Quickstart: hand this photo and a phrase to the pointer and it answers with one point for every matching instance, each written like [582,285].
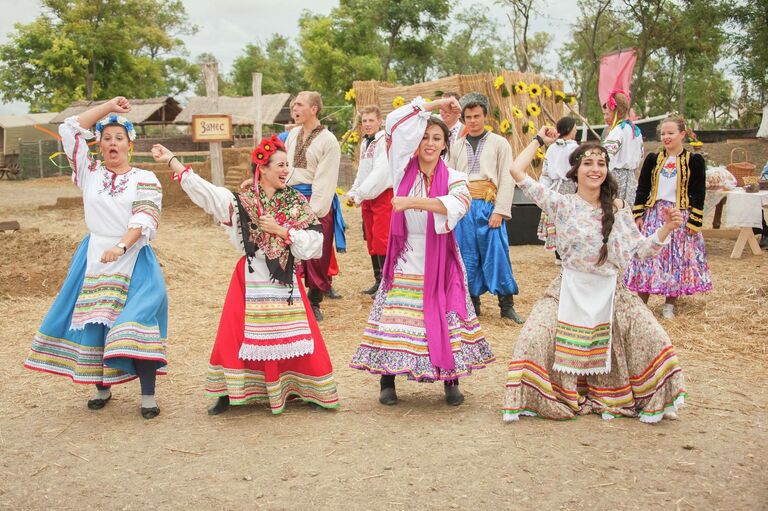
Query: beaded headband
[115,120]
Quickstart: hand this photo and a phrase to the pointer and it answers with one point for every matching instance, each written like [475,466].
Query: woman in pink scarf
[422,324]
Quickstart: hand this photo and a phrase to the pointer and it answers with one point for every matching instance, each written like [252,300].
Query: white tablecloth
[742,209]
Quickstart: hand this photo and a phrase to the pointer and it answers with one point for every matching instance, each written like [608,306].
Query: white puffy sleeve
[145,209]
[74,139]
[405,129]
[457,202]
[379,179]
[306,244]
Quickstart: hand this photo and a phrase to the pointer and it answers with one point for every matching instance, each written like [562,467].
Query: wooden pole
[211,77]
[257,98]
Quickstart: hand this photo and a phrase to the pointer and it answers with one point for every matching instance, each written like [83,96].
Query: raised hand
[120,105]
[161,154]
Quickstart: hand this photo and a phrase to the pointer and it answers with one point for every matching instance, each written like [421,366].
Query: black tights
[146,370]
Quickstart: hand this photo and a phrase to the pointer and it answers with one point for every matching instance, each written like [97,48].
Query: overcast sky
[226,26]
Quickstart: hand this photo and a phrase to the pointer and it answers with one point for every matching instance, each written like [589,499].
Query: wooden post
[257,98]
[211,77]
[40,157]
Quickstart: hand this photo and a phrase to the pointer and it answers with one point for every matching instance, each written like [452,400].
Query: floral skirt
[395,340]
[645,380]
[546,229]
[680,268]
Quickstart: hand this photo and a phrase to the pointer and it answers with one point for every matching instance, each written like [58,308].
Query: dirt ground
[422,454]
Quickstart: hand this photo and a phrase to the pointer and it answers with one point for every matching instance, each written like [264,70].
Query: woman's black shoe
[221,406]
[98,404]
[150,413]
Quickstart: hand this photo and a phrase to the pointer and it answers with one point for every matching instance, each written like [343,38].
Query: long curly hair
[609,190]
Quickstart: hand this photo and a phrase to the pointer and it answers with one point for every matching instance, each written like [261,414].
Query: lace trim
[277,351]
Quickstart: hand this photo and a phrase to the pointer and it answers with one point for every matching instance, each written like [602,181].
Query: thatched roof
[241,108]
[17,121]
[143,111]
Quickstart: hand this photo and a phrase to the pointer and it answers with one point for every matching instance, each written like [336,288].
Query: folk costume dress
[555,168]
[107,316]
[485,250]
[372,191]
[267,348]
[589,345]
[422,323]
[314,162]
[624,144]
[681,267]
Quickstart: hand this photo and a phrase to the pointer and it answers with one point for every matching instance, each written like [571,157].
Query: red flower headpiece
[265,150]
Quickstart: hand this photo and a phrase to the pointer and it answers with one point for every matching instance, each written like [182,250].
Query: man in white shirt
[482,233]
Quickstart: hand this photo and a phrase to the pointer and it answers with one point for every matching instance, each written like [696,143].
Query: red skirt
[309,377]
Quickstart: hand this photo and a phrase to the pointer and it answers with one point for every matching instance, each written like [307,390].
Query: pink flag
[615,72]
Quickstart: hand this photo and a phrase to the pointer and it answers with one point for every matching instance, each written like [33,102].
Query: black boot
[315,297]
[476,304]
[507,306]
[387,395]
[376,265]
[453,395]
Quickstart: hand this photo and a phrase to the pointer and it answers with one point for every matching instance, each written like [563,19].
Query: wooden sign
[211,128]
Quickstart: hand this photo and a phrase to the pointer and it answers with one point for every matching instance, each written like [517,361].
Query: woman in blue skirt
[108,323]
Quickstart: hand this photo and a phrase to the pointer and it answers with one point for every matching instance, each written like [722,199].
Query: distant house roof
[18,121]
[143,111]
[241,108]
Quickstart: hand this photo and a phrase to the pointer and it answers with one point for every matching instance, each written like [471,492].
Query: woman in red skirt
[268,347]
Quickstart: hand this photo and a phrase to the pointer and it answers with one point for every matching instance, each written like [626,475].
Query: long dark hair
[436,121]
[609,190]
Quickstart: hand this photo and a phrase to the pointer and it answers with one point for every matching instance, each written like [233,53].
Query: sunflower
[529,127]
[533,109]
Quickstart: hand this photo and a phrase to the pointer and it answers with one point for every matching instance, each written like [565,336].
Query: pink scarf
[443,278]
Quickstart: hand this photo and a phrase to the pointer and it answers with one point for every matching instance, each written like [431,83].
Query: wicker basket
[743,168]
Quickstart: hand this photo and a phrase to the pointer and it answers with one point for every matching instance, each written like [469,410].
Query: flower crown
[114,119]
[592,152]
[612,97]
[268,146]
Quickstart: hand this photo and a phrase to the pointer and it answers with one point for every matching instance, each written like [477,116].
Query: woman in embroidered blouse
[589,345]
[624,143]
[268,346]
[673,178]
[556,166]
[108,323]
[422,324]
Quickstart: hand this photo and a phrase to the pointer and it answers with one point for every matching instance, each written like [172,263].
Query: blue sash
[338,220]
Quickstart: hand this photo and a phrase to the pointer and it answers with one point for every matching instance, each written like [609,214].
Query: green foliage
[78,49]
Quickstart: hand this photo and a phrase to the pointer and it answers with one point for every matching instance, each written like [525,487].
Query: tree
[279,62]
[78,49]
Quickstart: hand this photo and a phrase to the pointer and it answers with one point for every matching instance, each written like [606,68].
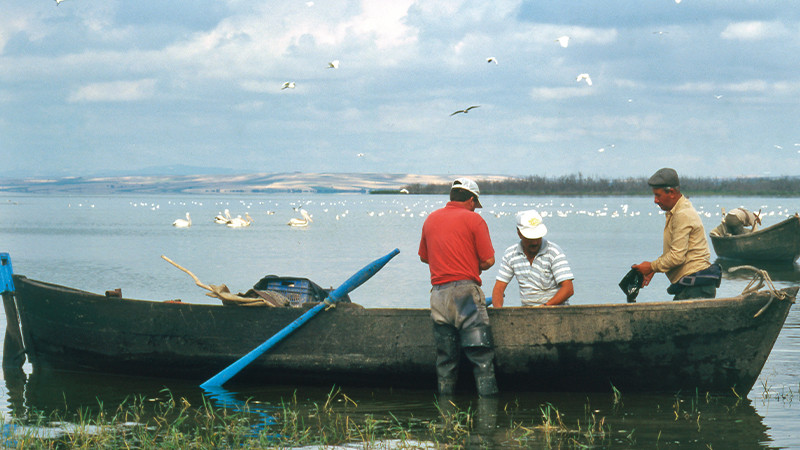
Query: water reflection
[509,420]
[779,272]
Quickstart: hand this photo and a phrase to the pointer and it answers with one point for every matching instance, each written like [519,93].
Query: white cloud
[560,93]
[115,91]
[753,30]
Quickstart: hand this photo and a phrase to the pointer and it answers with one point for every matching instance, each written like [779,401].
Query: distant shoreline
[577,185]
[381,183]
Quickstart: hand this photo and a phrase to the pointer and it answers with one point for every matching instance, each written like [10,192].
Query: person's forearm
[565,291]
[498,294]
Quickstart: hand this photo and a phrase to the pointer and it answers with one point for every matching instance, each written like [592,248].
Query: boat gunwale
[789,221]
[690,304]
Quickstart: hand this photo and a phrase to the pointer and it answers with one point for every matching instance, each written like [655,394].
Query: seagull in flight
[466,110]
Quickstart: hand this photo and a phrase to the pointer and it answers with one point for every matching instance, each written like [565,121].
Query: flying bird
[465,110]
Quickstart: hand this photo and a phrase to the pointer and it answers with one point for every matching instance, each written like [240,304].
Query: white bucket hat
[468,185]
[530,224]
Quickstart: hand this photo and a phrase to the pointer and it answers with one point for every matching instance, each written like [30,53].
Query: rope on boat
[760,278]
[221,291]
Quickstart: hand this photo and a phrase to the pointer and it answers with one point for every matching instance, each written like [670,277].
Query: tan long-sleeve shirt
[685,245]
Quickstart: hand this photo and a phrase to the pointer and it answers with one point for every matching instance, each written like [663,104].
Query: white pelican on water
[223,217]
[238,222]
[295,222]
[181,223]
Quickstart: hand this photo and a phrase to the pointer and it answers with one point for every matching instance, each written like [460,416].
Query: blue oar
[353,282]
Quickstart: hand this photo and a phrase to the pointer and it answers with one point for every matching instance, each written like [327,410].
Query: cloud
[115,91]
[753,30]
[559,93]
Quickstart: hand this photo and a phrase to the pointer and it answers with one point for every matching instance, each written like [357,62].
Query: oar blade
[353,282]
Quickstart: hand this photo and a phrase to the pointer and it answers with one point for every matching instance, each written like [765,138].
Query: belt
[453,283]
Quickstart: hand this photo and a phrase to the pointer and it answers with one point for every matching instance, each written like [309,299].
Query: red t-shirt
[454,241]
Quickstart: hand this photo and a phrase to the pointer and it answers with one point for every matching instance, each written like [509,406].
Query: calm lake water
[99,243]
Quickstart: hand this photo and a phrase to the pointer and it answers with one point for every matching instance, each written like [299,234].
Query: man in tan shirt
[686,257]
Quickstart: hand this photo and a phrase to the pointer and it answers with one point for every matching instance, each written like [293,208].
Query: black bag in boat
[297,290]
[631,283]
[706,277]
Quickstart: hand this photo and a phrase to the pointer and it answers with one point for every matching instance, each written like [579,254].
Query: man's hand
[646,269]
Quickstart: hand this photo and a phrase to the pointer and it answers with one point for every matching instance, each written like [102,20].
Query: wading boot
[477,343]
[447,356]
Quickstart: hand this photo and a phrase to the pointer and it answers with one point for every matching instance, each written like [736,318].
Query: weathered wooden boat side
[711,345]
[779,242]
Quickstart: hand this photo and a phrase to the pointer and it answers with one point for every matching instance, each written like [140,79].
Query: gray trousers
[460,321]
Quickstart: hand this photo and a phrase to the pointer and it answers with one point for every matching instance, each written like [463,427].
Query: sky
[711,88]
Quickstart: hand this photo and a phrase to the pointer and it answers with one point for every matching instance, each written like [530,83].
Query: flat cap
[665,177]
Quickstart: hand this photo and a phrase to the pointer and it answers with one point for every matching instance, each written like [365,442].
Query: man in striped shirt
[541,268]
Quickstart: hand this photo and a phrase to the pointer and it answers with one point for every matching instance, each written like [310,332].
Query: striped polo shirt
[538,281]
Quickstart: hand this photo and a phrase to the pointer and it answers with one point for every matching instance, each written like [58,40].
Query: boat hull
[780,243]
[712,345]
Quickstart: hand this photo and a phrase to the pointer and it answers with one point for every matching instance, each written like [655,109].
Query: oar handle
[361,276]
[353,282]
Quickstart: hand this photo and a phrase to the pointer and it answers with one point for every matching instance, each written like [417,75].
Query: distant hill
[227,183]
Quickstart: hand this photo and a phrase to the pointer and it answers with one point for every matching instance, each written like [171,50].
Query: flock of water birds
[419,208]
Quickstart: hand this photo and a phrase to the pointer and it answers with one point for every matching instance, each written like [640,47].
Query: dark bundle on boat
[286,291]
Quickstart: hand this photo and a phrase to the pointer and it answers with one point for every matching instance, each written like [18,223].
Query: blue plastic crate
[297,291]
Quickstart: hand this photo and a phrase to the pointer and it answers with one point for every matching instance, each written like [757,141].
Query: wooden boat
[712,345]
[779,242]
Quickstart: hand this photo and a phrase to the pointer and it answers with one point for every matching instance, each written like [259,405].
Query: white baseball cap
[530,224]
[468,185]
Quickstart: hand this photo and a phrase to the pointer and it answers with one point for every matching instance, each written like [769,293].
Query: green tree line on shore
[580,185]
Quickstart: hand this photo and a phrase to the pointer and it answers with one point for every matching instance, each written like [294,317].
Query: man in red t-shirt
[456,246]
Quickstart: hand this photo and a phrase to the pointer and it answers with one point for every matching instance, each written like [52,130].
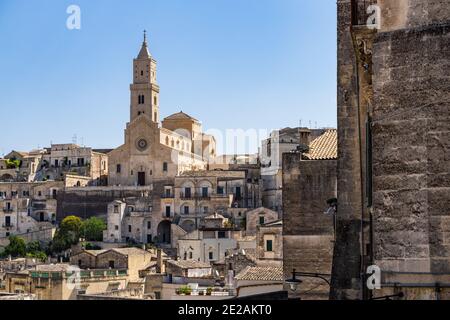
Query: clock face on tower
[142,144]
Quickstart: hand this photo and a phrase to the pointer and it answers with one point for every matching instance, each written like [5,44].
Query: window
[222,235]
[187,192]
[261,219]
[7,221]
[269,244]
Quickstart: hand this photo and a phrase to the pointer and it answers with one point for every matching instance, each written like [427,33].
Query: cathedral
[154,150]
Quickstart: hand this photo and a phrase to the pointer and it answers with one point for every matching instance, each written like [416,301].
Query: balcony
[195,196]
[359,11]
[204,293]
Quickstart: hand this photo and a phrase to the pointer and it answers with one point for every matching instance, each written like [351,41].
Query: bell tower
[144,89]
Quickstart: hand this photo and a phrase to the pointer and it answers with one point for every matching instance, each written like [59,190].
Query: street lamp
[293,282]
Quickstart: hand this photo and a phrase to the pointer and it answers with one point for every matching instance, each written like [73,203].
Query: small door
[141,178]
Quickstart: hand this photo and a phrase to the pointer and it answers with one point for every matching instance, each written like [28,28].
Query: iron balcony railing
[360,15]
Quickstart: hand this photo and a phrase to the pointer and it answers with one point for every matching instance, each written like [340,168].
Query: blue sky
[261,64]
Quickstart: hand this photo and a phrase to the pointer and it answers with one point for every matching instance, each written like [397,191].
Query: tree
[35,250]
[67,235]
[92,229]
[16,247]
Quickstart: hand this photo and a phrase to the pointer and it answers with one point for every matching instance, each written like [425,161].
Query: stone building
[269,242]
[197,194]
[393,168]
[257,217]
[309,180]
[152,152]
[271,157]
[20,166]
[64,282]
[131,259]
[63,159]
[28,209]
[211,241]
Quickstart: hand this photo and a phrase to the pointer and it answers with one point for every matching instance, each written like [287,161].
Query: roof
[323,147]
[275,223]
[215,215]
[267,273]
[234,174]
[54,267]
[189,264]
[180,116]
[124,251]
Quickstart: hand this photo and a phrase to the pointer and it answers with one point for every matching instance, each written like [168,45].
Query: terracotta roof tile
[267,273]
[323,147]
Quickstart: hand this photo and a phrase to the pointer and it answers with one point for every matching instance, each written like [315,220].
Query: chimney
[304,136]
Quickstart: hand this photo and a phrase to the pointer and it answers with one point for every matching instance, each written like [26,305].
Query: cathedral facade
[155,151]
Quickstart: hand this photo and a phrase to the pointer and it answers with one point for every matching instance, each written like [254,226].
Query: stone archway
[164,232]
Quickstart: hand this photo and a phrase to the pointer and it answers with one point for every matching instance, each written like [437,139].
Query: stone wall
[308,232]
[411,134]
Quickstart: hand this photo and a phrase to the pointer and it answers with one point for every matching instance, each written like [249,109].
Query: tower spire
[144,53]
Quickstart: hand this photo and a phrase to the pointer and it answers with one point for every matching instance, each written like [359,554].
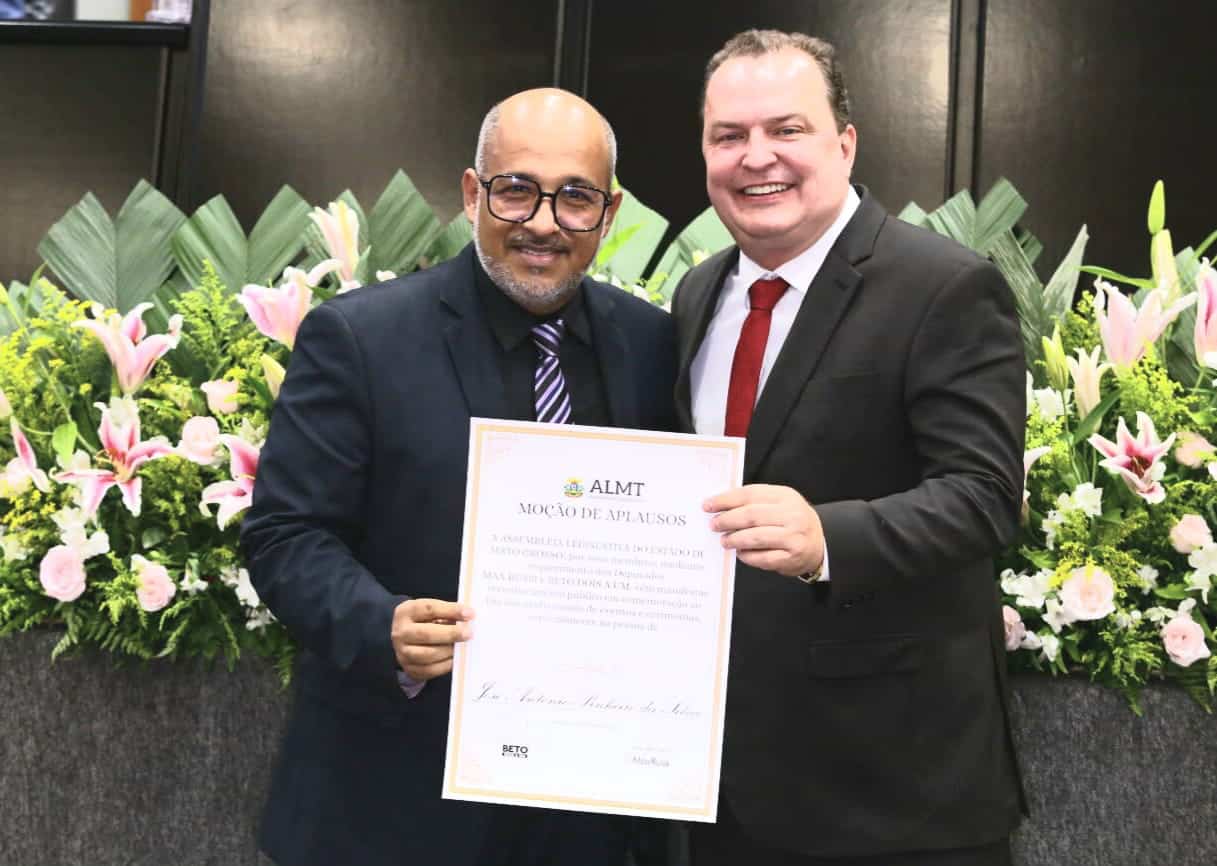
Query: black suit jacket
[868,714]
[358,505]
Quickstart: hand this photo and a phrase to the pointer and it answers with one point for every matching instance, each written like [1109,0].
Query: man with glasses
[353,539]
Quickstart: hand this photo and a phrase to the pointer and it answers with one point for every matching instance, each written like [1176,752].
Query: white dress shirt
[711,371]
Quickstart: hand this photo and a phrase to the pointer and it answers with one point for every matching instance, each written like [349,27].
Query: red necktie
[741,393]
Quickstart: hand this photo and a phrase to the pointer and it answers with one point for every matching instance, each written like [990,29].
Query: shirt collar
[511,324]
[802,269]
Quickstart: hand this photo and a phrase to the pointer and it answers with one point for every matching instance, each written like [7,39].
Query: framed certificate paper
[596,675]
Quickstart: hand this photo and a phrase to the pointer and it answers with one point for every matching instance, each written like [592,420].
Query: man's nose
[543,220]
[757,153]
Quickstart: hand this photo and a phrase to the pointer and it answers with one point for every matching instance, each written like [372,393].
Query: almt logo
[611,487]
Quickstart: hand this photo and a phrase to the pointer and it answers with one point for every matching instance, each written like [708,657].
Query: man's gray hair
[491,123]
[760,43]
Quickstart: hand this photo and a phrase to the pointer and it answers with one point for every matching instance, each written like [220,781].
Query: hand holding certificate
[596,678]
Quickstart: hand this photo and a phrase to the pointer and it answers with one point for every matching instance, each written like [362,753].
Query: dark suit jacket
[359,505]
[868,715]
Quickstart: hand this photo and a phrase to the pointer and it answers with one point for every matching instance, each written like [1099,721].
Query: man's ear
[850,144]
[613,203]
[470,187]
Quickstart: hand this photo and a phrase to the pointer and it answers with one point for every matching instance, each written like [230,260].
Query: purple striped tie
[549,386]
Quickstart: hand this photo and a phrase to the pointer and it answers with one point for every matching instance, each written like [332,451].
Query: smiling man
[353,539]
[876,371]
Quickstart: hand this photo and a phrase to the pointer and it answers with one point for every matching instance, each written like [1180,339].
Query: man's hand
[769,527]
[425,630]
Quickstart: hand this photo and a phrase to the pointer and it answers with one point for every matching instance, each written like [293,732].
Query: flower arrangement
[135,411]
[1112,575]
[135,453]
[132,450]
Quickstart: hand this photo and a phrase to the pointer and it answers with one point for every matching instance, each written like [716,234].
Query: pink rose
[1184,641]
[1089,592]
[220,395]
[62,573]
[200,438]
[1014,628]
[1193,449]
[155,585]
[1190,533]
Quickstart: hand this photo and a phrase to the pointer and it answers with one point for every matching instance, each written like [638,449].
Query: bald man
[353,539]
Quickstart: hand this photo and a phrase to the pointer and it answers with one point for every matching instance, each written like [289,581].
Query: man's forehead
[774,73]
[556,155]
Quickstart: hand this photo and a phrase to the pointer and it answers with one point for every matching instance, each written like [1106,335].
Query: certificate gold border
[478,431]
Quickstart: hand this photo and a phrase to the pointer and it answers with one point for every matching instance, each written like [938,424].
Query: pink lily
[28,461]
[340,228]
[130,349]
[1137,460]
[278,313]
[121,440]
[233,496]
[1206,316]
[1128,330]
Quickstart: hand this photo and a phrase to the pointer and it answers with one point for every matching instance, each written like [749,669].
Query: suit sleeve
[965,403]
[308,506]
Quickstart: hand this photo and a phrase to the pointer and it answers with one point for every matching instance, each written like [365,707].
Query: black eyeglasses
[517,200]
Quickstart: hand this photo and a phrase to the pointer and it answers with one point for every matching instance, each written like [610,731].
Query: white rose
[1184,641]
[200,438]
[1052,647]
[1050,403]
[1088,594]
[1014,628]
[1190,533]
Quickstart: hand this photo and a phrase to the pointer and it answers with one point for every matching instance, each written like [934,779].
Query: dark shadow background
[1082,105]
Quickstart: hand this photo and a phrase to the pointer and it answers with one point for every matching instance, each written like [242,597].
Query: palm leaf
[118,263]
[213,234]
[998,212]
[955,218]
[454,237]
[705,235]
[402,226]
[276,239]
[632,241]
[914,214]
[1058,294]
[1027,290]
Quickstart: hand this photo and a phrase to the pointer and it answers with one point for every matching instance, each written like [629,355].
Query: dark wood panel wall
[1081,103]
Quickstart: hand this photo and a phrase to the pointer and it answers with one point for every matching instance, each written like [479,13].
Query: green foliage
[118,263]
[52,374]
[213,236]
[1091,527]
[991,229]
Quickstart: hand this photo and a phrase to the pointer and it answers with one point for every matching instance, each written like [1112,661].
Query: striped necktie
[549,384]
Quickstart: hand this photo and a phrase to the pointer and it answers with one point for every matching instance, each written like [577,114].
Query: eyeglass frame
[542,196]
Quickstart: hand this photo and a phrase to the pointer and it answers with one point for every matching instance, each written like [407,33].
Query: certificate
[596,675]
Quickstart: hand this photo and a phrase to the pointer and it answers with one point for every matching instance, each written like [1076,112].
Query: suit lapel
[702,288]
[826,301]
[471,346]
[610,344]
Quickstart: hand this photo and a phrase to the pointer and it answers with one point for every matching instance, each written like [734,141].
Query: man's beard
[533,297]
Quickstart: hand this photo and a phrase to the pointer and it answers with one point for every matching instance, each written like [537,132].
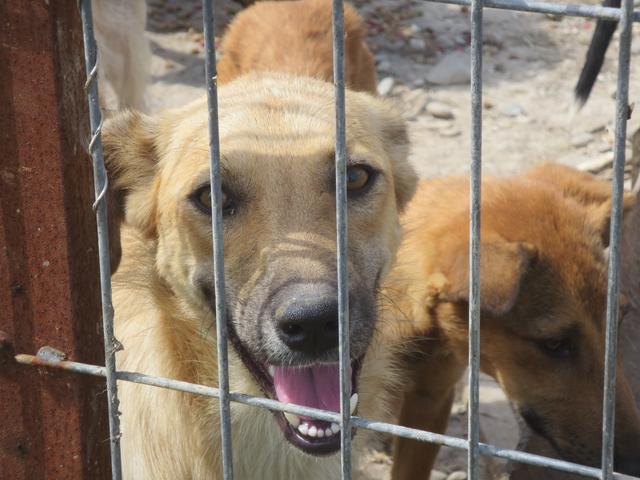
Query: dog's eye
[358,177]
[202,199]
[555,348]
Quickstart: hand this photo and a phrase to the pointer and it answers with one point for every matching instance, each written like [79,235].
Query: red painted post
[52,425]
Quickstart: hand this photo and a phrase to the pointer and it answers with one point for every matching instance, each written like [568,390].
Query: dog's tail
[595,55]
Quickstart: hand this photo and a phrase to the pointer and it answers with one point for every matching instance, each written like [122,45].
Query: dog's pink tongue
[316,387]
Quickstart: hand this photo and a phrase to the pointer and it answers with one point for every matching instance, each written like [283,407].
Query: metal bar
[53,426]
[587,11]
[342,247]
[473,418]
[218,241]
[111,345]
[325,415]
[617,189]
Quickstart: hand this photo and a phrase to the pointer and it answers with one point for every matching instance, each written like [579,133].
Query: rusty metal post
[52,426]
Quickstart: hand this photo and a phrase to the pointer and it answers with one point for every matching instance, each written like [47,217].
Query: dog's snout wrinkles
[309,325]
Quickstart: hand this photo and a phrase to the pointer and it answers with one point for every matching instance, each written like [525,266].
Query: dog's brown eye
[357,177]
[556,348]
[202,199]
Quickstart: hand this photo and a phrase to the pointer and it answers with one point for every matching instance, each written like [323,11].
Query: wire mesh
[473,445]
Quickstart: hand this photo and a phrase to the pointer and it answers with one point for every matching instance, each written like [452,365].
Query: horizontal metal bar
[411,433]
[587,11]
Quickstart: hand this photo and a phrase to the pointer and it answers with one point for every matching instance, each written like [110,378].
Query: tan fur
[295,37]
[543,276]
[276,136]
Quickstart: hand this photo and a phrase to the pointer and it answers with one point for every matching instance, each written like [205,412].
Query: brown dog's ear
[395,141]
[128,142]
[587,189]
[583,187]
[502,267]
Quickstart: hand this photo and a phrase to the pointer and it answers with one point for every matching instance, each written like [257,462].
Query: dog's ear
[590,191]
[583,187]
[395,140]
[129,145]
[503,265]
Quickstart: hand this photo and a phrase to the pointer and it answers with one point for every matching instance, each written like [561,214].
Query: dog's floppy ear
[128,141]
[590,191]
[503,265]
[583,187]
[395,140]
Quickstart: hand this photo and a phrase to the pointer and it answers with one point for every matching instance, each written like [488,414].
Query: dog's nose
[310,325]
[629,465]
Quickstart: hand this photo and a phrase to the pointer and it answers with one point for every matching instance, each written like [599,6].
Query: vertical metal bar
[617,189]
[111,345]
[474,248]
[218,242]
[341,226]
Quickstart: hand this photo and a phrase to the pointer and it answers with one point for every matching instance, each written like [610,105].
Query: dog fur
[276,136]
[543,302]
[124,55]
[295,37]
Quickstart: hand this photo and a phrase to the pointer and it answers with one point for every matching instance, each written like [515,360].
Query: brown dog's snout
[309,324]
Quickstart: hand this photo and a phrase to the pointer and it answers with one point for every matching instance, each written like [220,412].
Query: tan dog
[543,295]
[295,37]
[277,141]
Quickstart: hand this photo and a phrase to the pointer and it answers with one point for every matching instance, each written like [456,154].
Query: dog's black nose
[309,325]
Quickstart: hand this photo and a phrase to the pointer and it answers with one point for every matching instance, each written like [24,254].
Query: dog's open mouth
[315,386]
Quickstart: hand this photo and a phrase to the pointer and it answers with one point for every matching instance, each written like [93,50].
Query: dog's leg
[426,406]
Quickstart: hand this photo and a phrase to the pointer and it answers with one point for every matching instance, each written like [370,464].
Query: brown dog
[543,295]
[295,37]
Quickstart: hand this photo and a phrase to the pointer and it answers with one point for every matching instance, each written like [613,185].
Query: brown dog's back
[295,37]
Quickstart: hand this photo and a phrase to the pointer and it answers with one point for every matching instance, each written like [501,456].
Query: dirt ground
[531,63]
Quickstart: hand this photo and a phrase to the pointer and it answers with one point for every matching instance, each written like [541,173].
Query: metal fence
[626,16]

• **Aim**
Transcribe exactly, and only, the lines from the one bearing "written like [456,154]." through the last line of the entries, counting both.

• **Solution for this exercise**
Quickstart: hand this photo and a phrase to the pointer and it answers with one point for every matching instance, each written like [456,154].
Query: dog's black nose
[309,325]
Quickstart: hand this photo and a phrase to the pointer and it answers with one point for every matching instance, each written like [24,254].
Query: dog's open mouth
[315,386]
Quickstart: hand this photo and a phrase to the pointer and it answers with one point for every matching instance, each written like [93,50].
Query: dog's leg
[426,406]
Quickstart: hand this photo and a phrase to the pointer and it answers with one point for every matching instance, each written like [370,464].
Query: brown dog
[543,295]
[295,37]
Quickstart: hand this photo and a phrase to the pointer and it answers with one point for every matching instance, each written like [613,185].
Query: brown dog's back
[295,37]
Quickstart: hand this photo and a phrase to the pointer and it answers with one point for every matching instance, each written like [501,456].
Query: dirt ground
[531,63]
Quickstart: hand this photo and a phrase to the pointer and it answers with one point for every matching instance, each written like [541,173].
Query: metal fence
[626,16]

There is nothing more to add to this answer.